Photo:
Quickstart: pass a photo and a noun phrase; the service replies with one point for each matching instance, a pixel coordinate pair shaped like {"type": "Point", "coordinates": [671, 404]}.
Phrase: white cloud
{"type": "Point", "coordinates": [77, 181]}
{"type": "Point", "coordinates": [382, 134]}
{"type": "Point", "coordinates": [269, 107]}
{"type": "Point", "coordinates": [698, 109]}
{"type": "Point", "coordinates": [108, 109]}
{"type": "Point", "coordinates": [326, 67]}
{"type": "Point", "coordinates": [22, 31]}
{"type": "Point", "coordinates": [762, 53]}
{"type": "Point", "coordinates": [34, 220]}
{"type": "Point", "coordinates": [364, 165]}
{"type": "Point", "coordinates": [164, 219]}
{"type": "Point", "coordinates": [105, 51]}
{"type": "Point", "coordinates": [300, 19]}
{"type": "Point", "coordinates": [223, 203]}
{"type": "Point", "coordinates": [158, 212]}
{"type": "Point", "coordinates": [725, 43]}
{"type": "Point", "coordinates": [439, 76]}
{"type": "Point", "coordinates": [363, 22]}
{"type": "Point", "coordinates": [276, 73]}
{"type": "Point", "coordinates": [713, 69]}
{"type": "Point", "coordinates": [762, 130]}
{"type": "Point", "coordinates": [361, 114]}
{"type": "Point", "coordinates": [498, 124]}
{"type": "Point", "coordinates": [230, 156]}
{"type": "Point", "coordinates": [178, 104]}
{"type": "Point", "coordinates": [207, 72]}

...

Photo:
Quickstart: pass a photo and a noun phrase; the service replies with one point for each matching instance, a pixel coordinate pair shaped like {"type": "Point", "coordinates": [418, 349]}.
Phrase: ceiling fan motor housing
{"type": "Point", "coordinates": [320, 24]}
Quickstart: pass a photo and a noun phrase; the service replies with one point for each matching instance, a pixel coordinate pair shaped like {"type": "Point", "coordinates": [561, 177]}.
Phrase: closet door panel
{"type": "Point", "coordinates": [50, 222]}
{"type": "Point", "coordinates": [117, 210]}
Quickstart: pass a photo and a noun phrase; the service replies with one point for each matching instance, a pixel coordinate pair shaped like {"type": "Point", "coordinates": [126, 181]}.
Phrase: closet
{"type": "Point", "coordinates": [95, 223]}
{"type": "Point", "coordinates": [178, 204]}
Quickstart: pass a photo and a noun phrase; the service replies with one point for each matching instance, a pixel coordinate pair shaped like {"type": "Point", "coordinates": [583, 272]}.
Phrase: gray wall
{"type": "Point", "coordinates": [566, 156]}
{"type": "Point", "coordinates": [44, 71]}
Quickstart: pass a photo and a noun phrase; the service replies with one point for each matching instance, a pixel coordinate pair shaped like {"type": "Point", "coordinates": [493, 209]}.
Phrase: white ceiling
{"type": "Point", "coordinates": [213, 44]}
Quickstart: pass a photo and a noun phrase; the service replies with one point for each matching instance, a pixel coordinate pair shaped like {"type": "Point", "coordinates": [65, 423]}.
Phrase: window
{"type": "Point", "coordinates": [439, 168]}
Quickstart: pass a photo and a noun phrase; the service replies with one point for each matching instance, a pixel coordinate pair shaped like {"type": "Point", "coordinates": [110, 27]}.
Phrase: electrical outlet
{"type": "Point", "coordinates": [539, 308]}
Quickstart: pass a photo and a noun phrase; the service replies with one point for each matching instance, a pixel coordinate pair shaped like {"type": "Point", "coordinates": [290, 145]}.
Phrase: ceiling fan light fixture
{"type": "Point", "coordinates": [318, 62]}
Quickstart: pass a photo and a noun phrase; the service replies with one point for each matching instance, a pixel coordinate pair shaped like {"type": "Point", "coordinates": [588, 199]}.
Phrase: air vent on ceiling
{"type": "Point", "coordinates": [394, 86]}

> EXERCISE DIRECTIONS
Extract every line of the data above that contains the word "each". Letter case counts.

> RESPONSE BELOW
Quickstart: pass a photo and a noun phrase; the service replies with one point for each matching instance, a pixel coordinate pair shaped like {"type": "Point", "coordinates": [671, 404]}.
Quickstart: pass a photo and a noun phrase; the service replies with one point for each matching instance, a pixel coordinate pair shaped like {"type": "Point", "coordinates": [418, 349]}.
Quickstart: pass a photo and a noun phrase; the service replies with one point for each matching instance, a pixel coordinate pair shaped like {"type": "Point", "coordinates": [561, 177]}.
Quickstart: pass a photo and a noun phrase; the service replies with one point for each matching instance, a pixel coordinate pair shaped like {"type": "Point", "coordinates": [126, 181]}.
Quickstart: pass a photo and a noun phrase; the service replies with one point for each matching instance, a pixel coordinate pair shaped like {"type": "Point", "coordinates": [583, 272]}.
Quickstart: pass a photo and a noun phrase; the service replies with one point for each matching instance, a pixel coordinate pair shaped like {"type": "Point", "coordinates": [493, 209]}.
Quickstart: pass a photo and a noun phrase; the service replies with one point for each matching instance, a pixel coordinate pair shaped like {"type": "Point", "coordinates": [65, 423]}.
Quickstart: pass a photo and a noun phrase; the service replies with one point for each matching instance, a pixel coordinate pair shaped like {"type": "Point", "coordinates": [110, 27]}.
Quickstart: pass a photo and a noun phrase; the service replies with one point for each matching instance, a pixel coordinate pair shaped like {"type": "Point", "coordinates": [290, 145]}.
Quickstart: pass a photo and a noun phrase; the service replies with one point for each matching instance, a pixel coordinate pair shaped like {"type": "Point", "coordinates": [588, 199]}.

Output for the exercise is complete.